Task prompt: Print out every record below, exactly as written.

Stored items from a collection:
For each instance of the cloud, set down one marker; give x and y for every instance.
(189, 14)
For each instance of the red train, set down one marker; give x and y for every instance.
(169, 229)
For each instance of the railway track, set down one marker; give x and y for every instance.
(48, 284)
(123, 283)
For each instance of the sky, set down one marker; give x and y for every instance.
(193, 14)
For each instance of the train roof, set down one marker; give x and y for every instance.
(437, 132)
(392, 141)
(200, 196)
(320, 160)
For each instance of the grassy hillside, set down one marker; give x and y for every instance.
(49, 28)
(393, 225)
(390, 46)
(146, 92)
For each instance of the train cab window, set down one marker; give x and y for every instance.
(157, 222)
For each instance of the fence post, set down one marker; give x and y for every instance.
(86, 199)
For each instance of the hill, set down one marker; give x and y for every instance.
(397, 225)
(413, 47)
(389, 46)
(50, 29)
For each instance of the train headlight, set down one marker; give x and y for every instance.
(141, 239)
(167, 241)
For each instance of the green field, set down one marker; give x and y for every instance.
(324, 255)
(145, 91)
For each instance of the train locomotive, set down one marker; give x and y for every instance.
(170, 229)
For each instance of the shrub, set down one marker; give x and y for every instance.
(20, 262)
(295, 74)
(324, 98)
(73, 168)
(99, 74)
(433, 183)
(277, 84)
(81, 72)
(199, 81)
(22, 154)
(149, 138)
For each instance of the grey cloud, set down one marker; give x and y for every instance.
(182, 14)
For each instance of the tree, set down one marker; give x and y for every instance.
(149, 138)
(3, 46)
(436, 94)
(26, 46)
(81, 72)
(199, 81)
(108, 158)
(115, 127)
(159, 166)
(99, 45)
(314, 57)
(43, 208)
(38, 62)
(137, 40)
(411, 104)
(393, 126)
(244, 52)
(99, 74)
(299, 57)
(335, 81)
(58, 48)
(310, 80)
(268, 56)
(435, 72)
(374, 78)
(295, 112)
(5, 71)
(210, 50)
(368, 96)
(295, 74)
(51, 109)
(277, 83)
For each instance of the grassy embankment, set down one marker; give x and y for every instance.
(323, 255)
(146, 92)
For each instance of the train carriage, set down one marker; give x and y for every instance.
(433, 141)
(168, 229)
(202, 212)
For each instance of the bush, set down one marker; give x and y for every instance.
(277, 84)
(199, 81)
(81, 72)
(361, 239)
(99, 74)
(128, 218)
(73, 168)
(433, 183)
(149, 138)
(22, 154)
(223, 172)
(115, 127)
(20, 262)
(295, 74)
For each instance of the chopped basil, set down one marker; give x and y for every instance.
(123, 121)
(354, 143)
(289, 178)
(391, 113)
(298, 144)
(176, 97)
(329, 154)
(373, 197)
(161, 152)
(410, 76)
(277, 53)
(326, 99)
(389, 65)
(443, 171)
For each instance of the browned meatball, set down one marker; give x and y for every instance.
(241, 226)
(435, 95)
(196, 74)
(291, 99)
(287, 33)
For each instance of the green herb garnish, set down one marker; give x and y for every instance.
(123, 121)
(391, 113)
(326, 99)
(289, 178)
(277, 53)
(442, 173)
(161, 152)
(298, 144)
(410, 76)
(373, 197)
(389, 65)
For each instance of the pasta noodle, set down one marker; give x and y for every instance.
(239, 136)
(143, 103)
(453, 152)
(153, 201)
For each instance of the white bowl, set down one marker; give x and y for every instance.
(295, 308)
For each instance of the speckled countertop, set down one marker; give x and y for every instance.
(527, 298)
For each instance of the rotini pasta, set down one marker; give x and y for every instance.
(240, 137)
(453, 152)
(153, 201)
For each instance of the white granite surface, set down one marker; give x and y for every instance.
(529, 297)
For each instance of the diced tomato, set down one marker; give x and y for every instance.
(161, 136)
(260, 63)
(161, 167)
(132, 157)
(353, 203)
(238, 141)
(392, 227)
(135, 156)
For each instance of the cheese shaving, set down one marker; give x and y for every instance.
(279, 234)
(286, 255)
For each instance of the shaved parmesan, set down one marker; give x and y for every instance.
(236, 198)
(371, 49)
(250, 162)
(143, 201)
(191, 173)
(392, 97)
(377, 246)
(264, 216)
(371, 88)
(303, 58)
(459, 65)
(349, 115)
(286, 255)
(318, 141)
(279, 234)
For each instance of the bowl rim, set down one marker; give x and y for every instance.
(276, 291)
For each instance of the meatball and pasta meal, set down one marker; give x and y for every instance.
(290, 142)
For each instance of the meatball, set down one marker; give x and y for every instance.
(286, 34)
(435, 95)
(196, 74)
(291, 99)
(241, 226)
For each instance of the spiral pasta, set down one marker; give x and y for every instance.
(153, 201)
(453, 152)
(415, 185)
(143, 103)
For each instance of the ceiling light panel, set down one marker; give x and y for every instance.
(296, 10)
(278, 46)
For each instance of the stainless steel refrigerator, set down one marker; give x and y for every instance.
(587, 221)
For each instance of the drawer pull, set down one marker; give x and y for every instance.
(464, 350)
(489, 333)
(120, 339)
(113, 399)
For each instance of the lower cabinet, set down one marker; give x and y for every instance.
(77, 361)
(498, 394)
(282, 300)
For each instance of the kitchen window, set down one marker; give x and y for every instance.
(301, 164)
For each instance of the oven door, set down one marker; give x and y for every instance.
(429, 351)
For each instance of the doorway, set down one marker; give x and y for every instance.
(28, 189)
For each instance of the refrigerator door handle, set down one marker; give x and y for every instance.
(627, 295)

Expected output:
For each instance of the cloud, set down one marker; give x and y for every instance.
(189, 14)
For each instance of the red train, set down one marker; give x and y for every instance.
(169, 229)
For each instance of the railway track, set down one marker; give x and y for every instance.
(48, 284)
(123, 283)
For each instance of the sky, set down one marker; give x and y for every instance.
(193, 14)
For each instance of the train roof, set down one marker; give x and y for every instance.
(437, 132)
(392, 141)
(200, 196)
(320, 160)
For each instance of the grassy hillside, set down one marker; give x and y for every instance.
(49, 28)
(393, 225)
(390, 46)
(146, 92)
For each instance of the train cab window, set down one marker; give x and y for every instance.
(157, 222)
For each instance of the fence post, set down one marker; give x and y for every instance.
(86, 199)
For each instance of the hill, set down one marker; give x and y for every instance.
(397, 225)
(413, 47)
(389, 46)
(50, 29)
For each instance of the train headlight, set down one marker; give x and y for every instance.
(141, 239)
(167, 241)
For each instance of the green field, set down one marker; give x and y for every instance.
(324, 255)
(145, 91)
For each instance of the train locomotive, set down one marker; give x and y for every instance.
(170, 229)
For each instance of the shrub, set down one marker; give x and y for every instance.
(20, 262)
(295, 74)
(324, 98)
(73, 168)
(99, 74)
(433, 183)
(277, 84)
(81, 72)
(199, 81)
(22, 154)
(149, 138)
For each instance of the grey cloud, set down one marker; give x and y for every instance.
(182, 14)
For each instance of the tree, set down one marker; give x and y for every instance.
(149, 138)
(3, 46)
(436, 94)
(26, 46)
(81, 72)
(199, 81)
(108, 158)
(115, 127)
(159, 166)
(99, 45)
(314, 57)
(43, 208)
(38, 62)
(137, 40)
(411, 104)
(393, 126)
(244, 52)
(99, 74)
(299, 57)
(335, 81)
(58, 48)
(310, 80)
(268, 56)
(435, 72)
(374, 78)
(295, 112)
(5, 71)
(210, 50)
(368, 96)
(295, 74)
(51, 109)
(277, 83)
For each instance of the grassy embankment, set down one marker; give x and y for every instance.
(323, 255)
(146, 92)
For each instance of the train carriage, set down one marker; give x and y for every instance.
(433, 141)
(168, 229)
(202, 212)
For each instance of the bush, set down one marker; give x and y for every instance.
(277, 84)
(199, 81)
(81, 72)
(361, 239)
(99, 74)
(128, 218)
(73, 168)
(433, 183)
(149, 138)
(22, 154)
(223, 172)
(115, 127)
(20, 262)
(295, 74)
For each instance of the chopped basil, set down one marker; give x and y for every instance.
(123, 121)
(354, 143)
(289, 178)
(391, 113)
(298, 144)
(176, 97)
(329, 154)
(373, 197)
(161, 152)
(410, 76)
(277, 53)
(326, 99)
(389, 65)
(443, 171)
For each instance of the browned meatball, set down one marker; give x and y for every instance.
(241, 226)
(435, 95)
(196, 74)
(291, 99)
(287, 33)
For each instance of the green herb garnish, set down one marker; give x and y for every instance.
(123, 121)
(391, 113)
(326, 99)
(289, 178)
(277, 53)
(442, 173)
(161, 152)
(298, 144)
(410, 76)
(373, 197)
(389, 65)
For each instance of the pasta noodle, set down one marker; give x and y for every instance.
(239, 136)
(143, 103)
(453, 152)
(153, 201)
For each instance of the white bowl, set down one marker; give x and y for every instance.
(295, 308)
For each instance of the speckled countertop, set down one marker; give x and y for every instance.
(527, 298)
For each instance of the rotini pasta, set down one marker; give x and y for every instance.
(240, 137)
(453, 152)
(153, 201)
For each instance of the white granite surface, set down one marker; give x and y for every instance.
(529, 297)
For each instance of the diced tomato, set down one marker; give x and y for every instance.
(161, 136)
(260, 63)
(161, 167)
(132, 157)
(353, 203)
(238, 141)
(392, 227)
(135, 156)
For each instance of the cheese shaving, set down one marker; give x and y for every instance.
(279, 234)
(286, 255)
For each instance of the shaved parmesan, set down one marker; give x and y for every instance.
(236, 198)
(371, 49)
(250, 162)
(143, 201)
(191, 173)
(392, 97)
(377, 246)
(264, 216)
(371, 88)
(303, 58)
(459, 65)
(349, 115)
(286, 255)
(318, 141)
(279, 234)
For each instance of the bowl rim, set down one marker; give x and y for every instance.
(276, 291)
For each instance of the meatball and pasta meal, set down one marker; give x and y for every instance.
(290, 142)
For each instance of the meatball, set down one marker; give x and y for every instance.
(286, 34)
(435, 95)
(196, 74)
(291, 99)
(241, 226)
For each instance of the spiral pasta, set down one marker; give x and y for every instance.
(153, 201)
(453, 152)
(415, 185)
(143, 103)
For each instance of the ceiling light panel, set down one marker; give x and y for every instance.
(296, 10)
(278, 46)
For each instance of the stainless steel refrigerator, set down one marker; give x and y for every instance.
(587, 221)
For each instance of the drawer pull, set down one marker; give x and y for every instance.
(464, 350)
(489, 333)
(120, 339)
(113, 399)
For each instance of the lower cabinet, set down one marker; give x and y for every instance.
(77, 361)
(498, 394)
(282, 300)
For each instance of the kitchen window, set down one marker; give x and y for every instance.
(301, 164)
For each instance of the oven door, set down one marker; give x and y for every instance.
(429, 351)
For each instance of the doorway, set down one marker; give x and y for every instance.
(28, 189)
For each instance of the refrigerator door handle, set down one marker; give x and y for every instance.
(627, 295)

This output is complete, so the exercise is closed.